TASK:
Update the records below by changing each "keypoint" to "marker", leaving every other word and line as it is.

Rows from a pointing dataset:
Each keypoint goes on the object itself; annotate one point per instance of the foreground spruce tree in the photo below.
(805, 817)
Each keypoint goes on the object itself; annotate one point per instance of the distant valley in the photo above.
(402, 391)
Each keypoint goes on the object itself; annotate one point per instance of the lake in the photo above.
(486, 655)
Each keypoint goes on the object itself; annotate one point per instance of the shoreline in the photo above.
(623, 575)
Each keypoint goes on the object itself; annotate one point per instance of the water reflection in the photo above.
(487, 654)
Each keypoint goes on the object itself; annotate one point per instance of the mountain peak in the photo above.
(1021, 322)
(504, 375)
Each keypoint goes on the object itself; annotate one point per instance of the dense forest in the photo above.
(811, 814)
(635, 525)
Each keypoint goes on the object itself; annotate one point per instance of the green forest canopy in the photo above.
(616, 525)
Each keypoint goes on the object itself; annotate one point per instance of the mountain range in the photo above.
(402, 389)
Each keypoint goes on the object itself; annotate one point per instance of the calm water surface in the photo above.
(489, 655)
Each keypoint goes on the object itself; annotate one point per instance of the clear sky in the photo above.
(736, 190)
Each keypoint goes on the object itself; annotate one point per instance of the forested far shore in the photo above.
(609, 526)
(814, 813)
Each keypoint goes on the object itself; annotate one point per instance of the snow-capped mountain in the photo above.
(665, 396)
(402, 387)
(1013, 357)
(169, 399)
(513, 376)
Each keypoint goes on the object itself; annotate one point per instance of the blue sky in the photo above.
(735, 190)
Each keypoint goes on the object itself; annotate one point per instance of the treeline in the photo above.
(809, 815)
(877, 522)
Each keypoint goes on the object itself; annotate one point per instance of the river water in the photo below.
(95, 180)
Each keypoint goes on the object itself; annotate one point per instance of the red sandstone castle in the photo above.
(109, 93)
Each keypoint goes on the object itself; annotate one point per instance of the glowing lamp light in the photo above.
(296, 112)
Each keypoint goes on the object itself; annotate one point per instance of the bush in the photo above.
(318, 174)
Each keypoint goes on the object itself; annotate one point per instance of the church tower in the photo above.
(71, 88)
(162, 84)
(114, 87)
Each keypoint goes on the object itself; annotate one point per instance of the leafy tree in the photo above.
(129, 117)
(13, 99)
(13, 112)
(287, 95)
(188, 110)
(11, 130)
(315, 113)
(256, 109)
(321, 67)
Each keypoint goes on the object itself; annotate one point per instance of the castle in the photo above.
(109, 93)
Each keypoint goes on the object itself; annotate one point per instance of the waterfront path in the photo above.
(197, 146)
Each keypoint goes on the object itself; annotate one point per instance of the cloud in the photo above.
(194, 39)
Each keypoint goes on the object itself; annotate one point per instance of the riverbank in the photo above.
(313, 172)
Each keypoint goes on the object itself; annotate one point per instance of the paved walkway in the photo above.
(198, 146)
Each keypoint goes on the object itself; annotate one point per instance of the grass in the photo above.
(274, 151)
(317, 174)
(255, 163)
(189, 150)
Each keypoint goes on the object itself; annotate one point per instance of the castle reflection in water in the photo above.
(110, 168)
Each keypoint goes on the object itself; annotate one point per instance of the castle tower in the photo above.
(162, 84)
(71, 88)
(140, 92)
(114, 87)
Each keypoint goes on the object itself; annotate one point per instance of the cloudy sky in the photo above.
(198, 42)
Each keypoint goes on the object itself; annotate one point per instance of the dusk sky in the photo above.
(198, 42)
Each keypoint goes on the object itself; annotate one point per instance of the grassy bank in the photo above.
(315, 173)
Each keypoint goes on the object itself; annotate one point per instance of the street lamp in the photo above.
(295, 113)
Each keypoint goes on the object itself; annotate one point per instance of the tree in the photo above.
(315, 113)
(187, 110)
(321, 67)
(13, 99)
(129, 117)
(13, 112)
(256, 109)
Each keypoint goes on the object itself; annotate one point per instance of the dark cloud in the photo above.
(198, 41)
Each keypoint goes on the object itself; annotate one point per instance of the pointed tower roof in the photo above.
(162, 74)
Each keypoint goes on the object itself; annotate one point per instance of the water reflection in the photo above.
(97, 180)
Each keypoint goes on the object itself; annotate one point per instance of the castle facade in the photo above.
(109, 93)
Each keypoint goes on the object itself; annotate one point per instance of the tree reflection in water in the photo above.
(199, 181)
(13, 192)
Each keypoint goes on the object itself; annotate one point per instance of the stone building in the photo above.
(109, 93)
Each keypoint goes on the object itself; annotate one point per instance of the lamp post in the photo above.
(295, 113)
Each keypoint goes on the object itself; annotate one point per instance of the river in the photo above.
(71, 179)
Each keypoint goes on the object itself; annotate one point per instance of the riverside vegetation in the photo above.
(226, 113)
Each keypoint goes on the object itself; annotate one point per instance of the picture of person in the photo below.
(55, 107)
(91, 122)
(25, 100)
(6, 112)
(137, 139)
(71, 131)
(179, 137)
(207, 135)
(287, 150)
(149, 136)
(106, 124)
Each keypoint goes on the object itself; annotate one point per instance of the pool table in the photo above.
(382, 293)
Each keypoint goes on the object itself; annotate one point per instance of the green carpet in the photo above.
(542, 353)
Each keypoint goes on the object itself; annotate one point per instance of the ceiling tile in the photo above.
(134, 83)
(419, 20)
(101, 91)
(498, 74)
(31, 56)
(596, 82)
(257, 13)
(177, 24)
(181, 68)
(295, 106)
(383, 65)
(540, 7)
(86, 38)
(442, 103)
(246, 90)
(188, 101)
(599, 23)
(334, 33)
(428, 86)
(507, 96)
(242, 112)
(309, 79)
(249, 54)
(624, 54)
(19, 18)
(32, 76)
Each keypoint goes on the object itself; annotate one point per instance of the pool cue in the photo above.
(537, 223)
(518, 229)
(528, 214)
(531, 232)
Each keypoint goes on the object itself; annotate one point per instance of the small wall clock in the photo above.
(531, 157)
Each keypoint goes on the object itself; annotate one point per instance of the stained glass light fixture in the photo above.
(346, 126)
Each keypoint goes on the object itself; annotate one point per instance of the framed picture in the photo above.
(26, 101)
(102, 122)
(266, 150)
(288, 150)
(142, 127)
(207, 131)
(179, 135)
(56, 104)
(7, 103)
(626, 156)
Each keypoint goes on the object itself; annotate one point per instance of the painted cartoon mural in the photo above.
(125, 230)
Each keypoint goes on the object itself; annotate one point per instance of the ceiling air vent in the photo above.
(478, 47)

IN RESPONSE:
Each marker goes on the object itself; annotate one point per instance of the foreground spruce tree in the photo below.
(805, 817)
Each marker goes on the object itself; annotate one point per instance of the distant valley in the photo above.
(402, 391)
Each marker goes on the object itself; annotate one point per instance of the lake in the photo above.
(486, 655)
Each marker goes on the object itself; annotate one point per instance of the shoreline in the photo above.
(623, 575)
Each marker goes on the object itself; annotate one point per instance of the water reflection in the photo above.
(487, 654)
Each marker goes on the object itself; annotate one point per instance of the mountain peak in the photo above.
(1021, 322)
(504, 375)
Each marker goes on the object itself; annotate one point per instance of the dense forest in the photo above.
(811, 814)
(635, 525)
Each marker goes on the object itself; annotate one point per instance of the green forest canopy in the photo above.
(616, 525)
Each marker goes on the object itself; annotate one point per instance of the mountain range in the photo above.
(402, 389)
Each marker goes on the object itself; annotate one point per instance of the calm water surface in the photo above.
(489, 655)
Each marker goes on the object itself; annotate one point per instance of the clear sky in the photo above.
(736, 190)
Each marker goes on the object itself; annotate one point per instance of the forested far shore in the photo above.
(609, 526)
(814, 813)
Each marker goes on the object itself; annotate one point per instance of the snow-capped mountain in the photo above.
(665, 396)
(402, 387)
(1013, 357)
(169, 399)
(513, 376)
Each marker goes on the object itself; annotate one point per instance of the blue sky in the photo above.
(735, 190)
Each marker goes on the object itself; annotate one point per instance of the treeline in the photo above.
(809, 815)
(877, 522)
Each marker goes on the object itself; annotate one point per instance of the river water in the photo below.
(95, 180)
Each marker goes on the object itself; annotate one point per instance of the red sandstone castle in the photo above.
(109, 93)
Each marker goes on the object itself; annotate one point per instance of the glowing lamp light in the photo above.
(296, 112)
Each marker goes on the object itself; annotate one point per instance of the bush in the photo above.
(318, 174)
Each marker goes on the object itself; annotate one point per instance of the church tower in the photo above.
(71, 88)
(162, 84)
(114, 87)
Each marker goes on the object itself; annotate one point per instance of the leafy tree in the photo above.
(129, 117)
(13, 99)
(13, 112)
(287, 95)
(188, 110)
(11, 130)
(315, 113)
(256, 109)
(321, 67)
Each marker goes on the object itself; annotate one point per instance of the castle in the photo above.
(109, 93)
Each marker goes on the object itself; annotate one point per instance of the waterfront path in the photo above.
(197, 146)
Each marker goes on the object itself; annotate one point per instance of the cloud in the photo above.
(194, 39)
Each marker goes on the object itself; annotate one point per instance of the riverbank in the photo above.
(313, 172)
Each marker goes on the object itself; annotate one point per instance of the paved walkway in the photo above.
(198, 146)
Each marker goes on the object itself; annotate one point per instance of the grass in the photo above.
(274, 151)
(317, 174)
(255, 163)
(189, 150)
Each marker goes on the object itself; annotate one point per instance of the castle reflection in water in the photo above.
(110, 168)
Each marker goes on the object itself; annotate one point per instance of the castle tower in the photo above.
(162, 84)
(71, 88)
(140, 92)
(114, 87)
Each marker goes on the object itself; annotate one point per instance of the cloudy sky in the photo above.
(198, 42)
Each marker goes on the object itself; annotate one point per instance of the dusk sky in the photo above.
(198, 42)
Each marker goes on the object itself; annotate one point per instance of the grassy bank in the photo above.
(315, 173)
Each marker goes on the object itself; annotate one point per instance of the street lamp in the photo above.
(295, 113)
Each marker goes on the object itself; annotate one point per instance of the tree in the photo above.
(315, 113)
(187, 110)
(321, 67)
(13, 99)
(129, 117)
(13, 112)
(256, 109)
Each marker goes on the object itself; annotate one point per instance of the dark cloud in the photo above.
(198, 41)
Each marker goes on the object itself; annotate one point per instance of the pointed tower roof in the photo above.
(162, 74)
Each marker goes on the object itself; annotate one point per instance of the water reflection in the photo above.
(97, 180)
Each marker goes on the object itself; annotate one point per instance of the castle facade in the photo above.
(109, 93)
Each marker goes on the object itself; annotate one point per instance of the tree reflection in water in the photo above.
(199, 181)
(13, 192)
Each marker goes on the object itself; annotate one point per instance of the stone building in the photo above.
(109, 93)
Each marker goes on the object itself; annotate one point per instance of the lamp post in the photo above.
(295, 113)
Each marker goes on the object itself; annotate one point per instance of the river in the photo above.
(71, 179)
Each marker goes on the object itself; annotate one point per instance of the riverside vegetation in the photo above.
(226, 113)
Each marker goes on the object itself; annotate one point per instance of the picture of person in the photo below.
(55, 107)
(91, 122)
(25, 100)
(6, 112)
(137, 139)
(71, 131)
(179, 137)
(207, 135)
(287, 150)
(149, 136)
(106, 124)
Each marker goes on the object itself; annotate one point per instance of the pool table in the photo above.
(382, 293)
Each marker goes on the object itself; annotate one point per instance of the green carpet in the photo above.
(542, 353)
Each marker goes on the object itself; annotate one point per instance of the ceiling tile in the photo above.
(134, 83)
(419, 20)
(101, 91)
(498, 74)
(31, 56)
(596, 82)
(257, 13)
(177, 24)
(181, 68)
(295, 106)
(383, 65)
(540, 7)
(86, 38)
(442, 103)
(246, 90)
(188, 101)
(599, 23)
(334, 33)
(428, 86)
(507, 96)
(242, 112)
(309, 79)
(249, 54)
(624, 54)
(19, 18)
(32, 76)
Each marker goes on the object itself; annotate one point per instance of the pool cue in the photo above.
(537, 223)
(518, 229)
(528, 214)
(531, 232)
Each marker goes on the object itself; annotate one point per instance of the small wall clock in the photo above.
(531, 157)
Each marker goes on the object itself; annotate one point per instance of the stained glass light fixture in the photo above.
(346, 126)
Each marker goes on the object itself; annotate one point per instance of the framed picture in the photo above.
(26, 101)
(102, 122)
(266, 150)
(288, 150)
(142, 127)
(207, 131)
(179, 135)
(56, 104)
(7, 103)
(626, 156)
Each marker goes on the object itself; annotate one point per instance of the painted cartoon mural in the photo above.
(125, 230)
Each marker goes on the object itself; annotate one point per instance of the ceiling air vent in the photo above.
(478, 47)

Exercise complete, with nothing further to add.